▶ Short task: Reproduce each of the following rows verbatim, line by line.

Entries from a collection
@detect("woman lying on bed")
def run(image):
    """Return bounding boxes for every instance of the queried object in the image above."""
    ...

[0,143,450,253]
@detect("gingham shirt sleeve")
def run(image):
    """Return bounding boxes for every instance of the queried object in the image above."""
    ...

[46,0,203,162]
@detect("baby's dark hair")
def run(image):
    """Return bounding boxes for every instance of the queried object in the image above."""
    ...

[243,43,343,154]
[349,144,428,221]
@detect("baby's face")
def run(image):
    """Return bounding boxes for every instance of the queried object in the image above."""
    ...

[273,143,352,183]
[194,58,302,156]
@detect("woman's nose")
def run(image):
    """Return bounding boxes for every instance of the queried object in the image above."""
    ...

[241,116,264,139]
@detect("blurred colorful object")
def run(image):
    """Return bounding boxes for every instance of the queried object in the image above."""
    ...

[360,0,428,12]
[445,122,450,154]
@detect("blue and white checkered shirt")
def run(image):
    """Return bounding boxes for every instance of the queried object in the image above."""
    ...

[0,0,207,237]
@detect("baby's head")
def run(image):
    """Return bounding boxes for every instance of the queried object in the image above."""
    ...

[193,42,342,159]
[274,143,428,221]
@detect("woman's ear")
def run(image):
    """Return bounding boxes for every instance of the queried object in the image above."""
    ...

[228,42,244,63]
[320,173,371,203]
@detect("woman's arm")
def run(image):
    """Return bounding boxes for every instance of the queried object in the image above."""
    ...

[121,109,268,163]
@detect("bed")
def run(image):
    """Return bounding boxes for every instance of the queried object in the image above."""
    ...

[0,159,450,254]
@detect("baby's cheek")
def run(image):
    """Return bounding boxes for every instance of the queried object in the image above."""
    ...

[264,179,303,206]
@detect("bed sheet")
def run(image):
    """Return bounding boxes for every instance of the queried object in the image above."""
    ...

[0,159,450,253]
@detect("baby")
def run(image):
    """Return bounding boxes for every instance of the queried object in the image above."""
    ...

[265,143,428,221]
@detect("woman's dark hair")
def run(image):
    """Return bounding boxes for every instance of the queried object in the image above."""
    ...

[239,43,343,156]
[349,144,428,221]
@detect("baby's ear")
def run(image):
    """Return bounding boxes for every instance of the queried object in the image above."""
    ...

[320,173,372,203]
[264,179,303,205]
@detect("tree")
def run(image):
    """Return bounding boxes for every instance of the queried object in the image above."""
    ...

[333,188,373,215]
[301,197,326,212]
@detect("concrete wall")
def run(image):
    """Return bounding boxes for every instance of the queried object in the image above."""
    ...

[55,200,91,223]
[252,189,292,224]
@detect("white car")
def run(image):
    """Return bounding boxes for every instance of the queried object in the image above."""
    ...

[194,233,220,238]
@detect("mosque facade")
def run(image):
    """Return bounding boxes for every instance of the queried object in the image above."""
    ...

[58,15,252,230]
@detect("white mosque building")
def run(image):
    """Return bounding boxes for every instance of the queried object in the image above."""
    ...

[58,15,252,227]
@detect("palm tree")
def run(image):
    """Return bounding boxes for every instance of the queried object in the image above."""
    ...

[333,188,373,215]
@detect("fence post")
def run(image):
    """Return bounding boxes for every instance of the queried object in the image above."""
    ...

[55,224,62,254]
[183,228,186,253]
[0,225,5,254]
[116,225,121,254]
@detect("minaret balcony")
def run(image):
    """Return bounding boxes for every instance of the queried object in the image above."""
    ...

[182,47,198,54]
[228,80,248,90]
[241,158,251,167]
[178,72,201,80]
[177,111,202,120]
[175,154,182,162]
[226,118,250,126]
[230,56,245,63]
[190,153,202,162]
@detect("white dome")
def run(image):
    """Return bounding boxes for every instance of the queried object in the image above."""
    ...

▶ Solution to this task:
@detect("woman lying on bed")
def run(image):
    """Return bounding boxes for every instance of the queried object in the image above."""
    ...

[0,143,450,253]
@detect("gingham shirt sleeve")
def run(image):
    """Return bounding boxes for every instance of the queried object in the image above."""
    ...

[46,0,203,162]
@detect("baby's dark hair")
def run(image):
    """Return bounding boxes for every instance of the queried object in the image above."""
    ...

[243,43,343,154]
[349,144,428,221]
@detect("baby's face")
def run(image):
    """Return bounding boxes for every instance of the queried object in the image above."""
    ...

[273,143,352,183]
[194,58,302,156]
@detect("woman's nose")
def run(image):
    """Return bounding boxes for every instance of the queried object in the image above."""
    ...

[241,116,264,139]
@detect("blurred colorful object")
def run(image):
    """Return bounding boxes for every instance of the queried object in the image above."""
    ...

[360,0,428,12]
[445,122,450,154]
@detect("blue and white checkered shirt")
def run(image):
    """Return bounding boxes for every instance of the queried object in the image above."""
    ...

[0,0,207,237]
@detect("baby's head")
def run(image):
    """Return bounding boxes for every instance of the queried object in the image above."""
    ...

[193,42,342,159]
[274,143,428,221]
@detect("woman's ear")
def run(image):
    """Return bounding boxes for every instance of the queried object in the image above."""
    ...

[228,42,244,63]
[320,173,371,203]
@detect("woman's arm")
def run(image):
    """Return bounding boxes for every instance of the queried object in the image above."""
    ...

[121,109,268,163]
@detect("bed")
def run(image):
    """Return bounding boxes for every instance of the queried object in the image above."""
    ...

[0,159,450,254]
@detect("baby's cheek")
def run(image):
    """Return bounding boxes for every instance of the queried object in the image above."""
    ...

[264,179,303,206]
@detect("bed sheet")
def run(image):
    """Return bounding boxes for every instance of the queried object in the image above."""
    ...

[0,159,450,253]
@detect("baby")
def run(image):
    """Return bounding boxes for every instance of the queried object in the image above."""
    ...

[265,143,428,221]
@detect("woman's dark hair")
def run(image):
    """Return bounding boxes for every instance of the queried object in the image above."""
    ...

[239,43,343,156]
[349,144,428,221]
@detect("baby's ear")
def run(image):
    """Return bounding boxes for every instance of the queried object in the image above."""
    ...

[320,173,372,203]
[264,179,303,205]
@detect("tree")
def run(image):
    """Return bounding boxes for every instance of the queried object in the image above."""
    ...

[333,188,373,215]
[301,197,326,212]
@detect("concrete wall")
def run(image):
    """Return bounding boxes for every instance of the queried object in the image above."""
    ...

[55,200,91,223]
[252,189,292,224]
@detect("white car")
def run(image):
    """Return bounding boxes for every instance of the queried object in the image above."""
    ...

[194,233,220,238]
@detect("mosque facade")
def run(image):
    """Return bounding boxes for every instance of the queried object in the image above."""
    ...

[58,15,252,230]
@detect("white mosque building")
def run(image):
    """Return bounding boxes for every instance of the queried object in the image above."""
    ...

[58,15,252,227]
@detect("palm tree")
def run(image):
    """Return bounding boxes for every instance of the queried object in the image above."""
    ...

[333,188,373,215]
@detect("fence post")
def run(image):
    """Return bounding boxes for every instance of the queried object in the image above."""
    ...

[55,224,62,254]
[183,228,186,253]
[0,225,5,254]
[116,225,121,254]
@detect("minaret balcony")
def run(image):
    """Return bounding boxes for every instance of the queried object in the image above."""
    ...

[182,47,198,54]
[228,80,248,90]
[241,158,251,167]
[178,72,201,80]
[177,111,202,120]
[175,154,182,162]
[226,118,250,126]
[230,56,245,63]
[190,153,202,162]
@detect("white dome")
def run(image):
    """Return bounding boxes for every instance of the queried object in the image above."""
    ...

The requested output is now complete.